§ **Data to process**:
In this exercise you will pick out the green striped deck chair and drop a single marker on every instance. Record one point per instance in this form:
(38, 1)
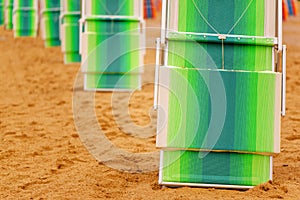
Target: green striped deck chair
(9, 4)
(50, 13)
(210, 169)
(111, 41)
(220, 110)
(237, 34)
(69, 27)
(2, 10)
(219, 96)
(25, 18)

* * *

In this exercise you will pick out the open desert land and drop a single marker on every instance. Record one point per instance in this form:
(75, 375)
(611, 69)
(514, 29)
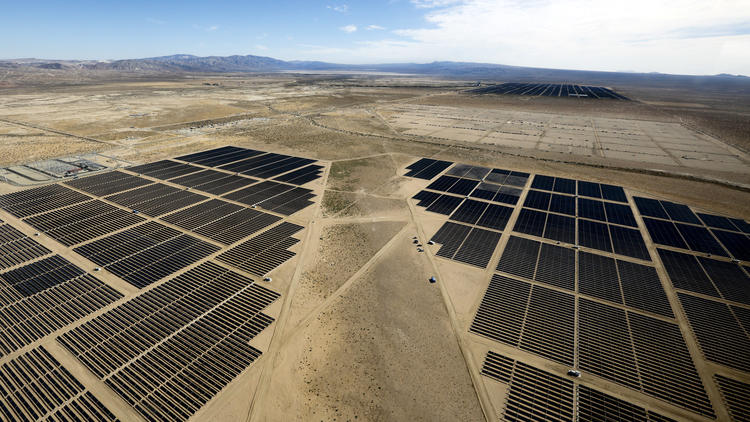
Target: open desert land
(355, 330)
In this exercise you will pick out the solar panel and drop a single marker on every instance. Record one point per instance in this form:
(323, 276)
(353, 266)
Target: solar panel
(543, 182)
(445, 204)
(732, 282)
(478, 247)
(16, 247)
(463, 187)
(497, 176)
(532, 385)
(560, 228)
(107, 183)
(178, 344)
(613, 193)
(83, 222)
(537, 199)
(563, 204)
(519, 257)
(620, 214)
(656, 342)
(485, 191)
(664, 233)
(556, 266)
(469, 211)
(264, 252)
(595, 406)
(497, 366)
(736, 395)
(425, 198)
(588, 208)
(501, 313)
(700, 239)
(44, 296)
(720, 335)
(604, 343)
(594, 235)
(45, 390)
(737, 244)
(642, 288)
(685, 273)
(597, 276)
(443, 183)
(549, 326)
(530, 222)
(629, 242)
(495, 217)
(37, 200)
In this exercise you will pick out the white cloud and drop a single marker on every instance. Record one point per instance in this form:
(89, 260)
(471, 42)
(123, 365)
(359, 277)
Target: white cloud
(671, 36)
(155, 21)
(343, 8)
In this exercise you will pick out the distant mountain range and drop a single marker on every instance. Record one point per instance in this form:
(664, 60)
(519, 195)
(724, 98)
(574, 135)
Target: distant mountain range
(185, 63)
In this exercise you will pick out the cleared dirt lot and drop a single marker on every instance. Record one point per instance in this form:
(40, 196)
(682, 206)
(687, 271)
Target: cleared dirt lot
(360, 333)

§ **Required task**:
Pull out each line of the material above that contains the string "dirt", and copy those lines in their original order.

§ **Result for this exercise**:
In this exercise you will pick out the cleared dirt lot and drop a single marker on every instance. Record one point per instance in this form:
Target: cleared dirt lot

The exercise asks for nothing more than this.